Task directions
Print exactly the lines from the line with "Target: white baseboard" to the last line of the data, please, both included.

Available records
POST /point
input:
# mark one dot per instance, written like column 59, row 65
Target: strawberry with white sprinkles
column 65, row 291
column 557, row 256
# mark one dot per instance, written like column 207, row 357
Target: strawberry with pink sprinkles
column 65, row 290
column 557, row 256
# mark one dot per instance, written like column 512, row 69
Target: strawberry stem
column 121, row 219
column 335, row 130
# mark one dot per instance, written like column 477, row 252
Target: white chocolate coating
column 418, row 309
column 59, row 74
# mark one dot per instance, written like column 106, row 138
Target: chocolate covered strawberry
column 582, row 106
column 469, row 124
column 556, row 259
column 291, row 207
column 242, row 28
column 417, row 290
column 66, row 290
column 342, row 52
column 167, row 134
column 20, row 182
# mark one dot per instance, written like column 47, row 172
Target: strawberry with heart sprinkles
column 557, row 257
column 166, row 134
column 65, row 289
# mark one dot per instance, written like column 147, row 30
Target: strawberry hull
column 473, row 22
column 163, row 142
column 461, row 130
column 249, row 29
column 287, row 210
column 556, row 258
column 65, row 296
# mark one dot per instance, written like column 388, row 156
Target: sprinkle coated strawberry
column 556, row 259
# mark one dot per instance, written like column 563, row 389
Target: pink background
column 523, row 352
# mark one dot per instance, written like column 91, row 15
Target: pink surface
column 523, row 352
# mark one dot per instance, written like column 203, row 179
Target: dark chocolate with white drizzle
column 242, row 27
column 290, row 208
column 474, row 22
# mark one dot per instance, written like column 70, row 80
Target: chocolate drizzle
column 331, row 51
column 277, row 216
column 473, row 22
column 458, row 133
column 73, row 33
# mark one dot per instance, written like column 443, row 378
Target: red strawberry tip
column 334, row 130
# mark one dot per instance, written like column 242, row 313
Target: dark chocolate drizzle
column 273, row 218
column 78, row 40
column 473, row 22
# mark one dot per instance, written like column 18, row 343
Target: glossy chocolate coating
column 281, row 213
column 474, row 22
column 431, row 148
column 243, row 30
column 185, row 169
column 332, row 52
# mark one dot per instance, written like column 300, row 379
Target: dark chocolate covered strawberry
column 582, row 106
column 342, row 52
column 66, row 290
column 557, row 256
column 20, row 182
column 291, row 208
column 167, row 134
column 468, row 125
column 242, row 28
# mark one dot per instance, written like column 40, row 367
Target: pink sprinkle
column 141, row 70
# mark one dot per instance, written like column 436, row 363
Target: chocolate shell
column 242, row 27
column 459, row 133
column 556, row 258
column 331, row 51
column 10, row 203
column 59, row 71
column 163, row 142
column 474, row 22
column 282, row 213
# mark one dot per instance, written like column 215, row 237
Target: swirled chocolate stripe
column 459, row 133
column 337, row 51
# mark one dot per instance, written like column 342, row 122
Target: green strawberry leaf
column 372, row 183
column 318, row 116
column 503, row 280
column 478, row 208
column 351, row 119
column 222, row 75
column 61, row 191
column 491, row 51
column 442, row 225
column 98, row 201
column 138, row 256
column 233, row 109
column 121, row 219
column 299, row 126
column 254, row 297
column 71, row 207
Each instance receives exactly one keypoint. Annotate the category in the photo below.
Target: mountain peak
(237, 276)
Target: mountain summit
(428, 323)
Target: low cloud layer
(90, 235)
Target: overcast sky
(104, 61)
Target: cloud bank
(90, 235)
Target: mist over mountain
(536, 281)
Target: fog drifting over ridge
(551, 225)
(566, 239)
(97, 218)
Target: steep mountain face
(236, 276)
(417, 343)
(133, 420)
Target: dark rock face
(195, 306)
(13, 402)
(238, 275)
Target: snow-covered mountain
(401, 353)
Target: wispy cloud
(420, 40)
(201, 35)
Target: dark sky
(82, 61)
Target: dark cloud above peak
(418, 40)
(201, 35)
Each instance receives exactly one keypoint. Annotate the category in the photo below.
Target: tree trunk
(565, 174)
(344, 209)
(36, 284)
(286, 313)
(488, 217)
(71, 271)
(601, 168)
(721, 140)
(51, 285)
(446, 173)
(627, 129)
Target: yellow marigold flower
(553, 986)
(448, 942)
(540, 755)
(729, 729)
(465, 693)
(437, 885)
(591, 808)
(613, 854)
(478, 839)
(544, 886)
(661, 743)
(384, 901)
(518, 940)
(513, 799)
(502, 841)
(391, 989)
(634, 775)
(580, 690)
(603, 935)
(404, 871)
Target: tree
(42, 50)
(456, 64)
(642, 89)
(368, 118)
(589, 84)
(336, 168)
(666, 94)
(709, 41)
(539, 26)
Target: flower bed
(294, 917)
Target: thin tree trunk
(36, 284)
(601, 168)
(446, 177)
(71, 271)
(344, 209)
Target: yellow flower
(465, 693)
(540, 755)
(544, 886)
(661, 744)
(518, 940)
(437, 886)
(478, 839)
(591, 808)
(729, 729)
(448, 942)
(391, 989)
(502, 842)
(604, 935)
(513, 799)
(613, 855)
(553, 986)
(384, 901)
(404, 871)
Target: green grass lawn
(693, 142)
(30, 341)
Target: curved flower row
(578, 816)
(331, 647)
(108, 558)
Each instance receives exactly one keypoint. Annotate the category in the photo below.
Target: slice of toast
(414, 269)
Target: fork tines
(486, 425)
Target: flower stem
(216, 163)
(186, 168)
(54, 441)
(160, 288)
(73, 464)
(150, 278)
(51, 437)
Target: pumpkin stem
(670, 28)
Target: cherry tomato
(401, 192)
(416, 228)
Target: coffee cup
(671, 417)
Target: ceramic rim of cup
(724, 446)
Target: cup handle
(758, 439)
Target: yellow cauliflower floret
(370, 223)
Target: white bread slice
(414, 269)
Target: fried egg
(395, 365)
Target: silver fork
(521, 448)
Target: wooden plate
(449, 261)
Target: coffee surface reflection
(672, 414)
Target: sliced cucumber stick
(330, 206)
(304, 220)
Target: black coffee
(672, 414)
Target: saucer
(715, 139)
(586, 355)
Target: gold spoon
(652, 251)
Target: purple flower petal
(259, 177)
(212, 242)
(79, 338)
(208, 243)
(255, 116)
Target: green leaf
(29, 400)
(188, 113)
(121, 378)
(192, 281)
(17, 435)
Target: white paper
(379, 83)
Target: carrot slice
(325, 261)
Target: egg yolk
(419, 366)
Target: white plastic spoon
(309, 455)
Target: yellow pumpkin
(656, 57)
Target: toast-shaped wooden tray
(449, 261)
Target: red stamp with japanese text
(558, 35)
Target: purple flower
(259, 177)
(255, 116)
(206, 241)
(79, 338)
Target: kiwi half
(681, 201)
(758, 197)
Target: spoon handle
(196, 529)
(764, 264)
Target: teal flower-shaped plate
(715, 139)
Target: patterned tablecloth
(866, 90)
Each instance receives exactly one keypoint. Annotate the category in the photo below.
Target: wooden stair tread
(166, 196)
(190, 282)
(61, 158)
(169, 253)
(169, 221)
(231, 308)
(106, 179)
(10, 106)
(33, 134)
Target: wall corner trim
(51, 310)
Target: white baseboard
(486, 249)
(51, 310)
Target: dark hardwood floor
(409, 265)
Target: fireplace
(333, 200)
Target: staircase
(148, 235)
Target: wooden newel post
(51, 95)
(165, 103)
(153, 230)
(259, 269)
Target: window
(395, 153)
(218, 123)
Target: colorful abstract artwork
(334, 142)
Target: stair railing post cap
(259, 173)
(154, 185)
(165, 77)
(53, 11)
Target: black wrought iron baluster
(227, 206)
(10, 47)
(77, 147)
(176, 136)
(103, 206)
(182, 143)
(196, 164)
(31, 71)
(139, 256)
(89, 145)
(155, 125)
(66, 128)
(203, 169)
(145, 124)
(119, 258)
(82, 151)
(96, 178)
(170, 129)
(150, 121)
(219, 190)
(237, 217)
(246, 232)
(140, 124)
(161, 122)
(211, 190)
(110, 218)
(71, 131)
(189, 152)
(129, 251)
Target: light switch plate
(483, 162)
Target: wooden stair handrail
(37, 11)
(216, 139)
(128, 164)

Solution for this exercise
Target: white baseboard
(486, 249)
(51, 310)
Target: dark hardwood floor
(409, 265)
Target: fireplace
(333, 200)
Target: staircase
(148, 235)
Target: wooden newel post
(51, 95)
(165, 103)
(153, 230)
(259, 269)
Target: window
(395, 153)
(218, 123)
Target: colorful abstract artwork
(334, 142)
Target: stair railing post cap
(259, 173)
(154, 185)
(165, 77)
(53, 11)
Target: black wrought iron baluster
(227, 206)
(10, 47)
(77, 147)
(176, 136)
(103, 206)
(182, 143)
(196, 164)
(31, 71)
(139, 256)
(89, 145)
(155, 125)
(66, 128)
(203, 169)
(145, 124)
(119, 258)
(82, 151)
(96, 178)
(170, 129)
(150, 121)
(219, 190)
(237, 217)
(246, 232)
(140, 124)
(161, 122)
(211, 190)
(110, 218)
(71, 131)
(189, 152)
(129, 251)
Target: light switch plate
(483, 162)
Target: wooden stair handrail
(37, 11)
(216, 139)
(128, 164)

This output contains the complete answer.